Exercise aim |
Pick out each line in the listing below that contains the word "woman", treating uppercase and lowercase as different, and copy those lines.

[Rows from a pointing dataset]
---*---

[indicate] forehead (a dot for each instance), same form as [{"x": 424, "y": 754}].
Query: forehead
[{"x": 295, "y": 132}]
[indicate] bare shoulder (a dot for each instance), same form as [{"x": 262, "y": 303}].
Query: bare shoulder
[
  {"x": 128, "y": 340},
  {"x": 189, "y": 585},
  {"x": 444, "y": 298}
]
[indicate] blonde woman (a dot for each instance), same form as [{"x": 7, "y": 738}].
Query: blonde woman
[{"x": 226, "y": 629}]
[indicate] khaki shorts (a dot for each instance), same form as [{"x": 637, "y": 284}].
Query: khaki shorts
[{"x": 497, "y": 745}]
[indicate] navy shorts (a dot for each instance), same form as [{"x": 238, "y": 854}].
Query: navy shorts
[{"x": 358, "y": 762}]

---*---

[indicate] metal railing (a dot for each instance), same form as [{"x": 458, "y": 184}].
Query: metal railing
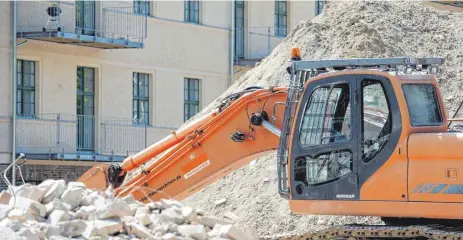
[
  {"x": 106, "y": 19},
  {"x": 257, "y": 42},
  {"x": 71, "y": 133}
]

---*---

The completed task |
[indicate] blonde woman (a dot for each instance), same form as [{"x": 7, "y": 738}].
Query: blonde woman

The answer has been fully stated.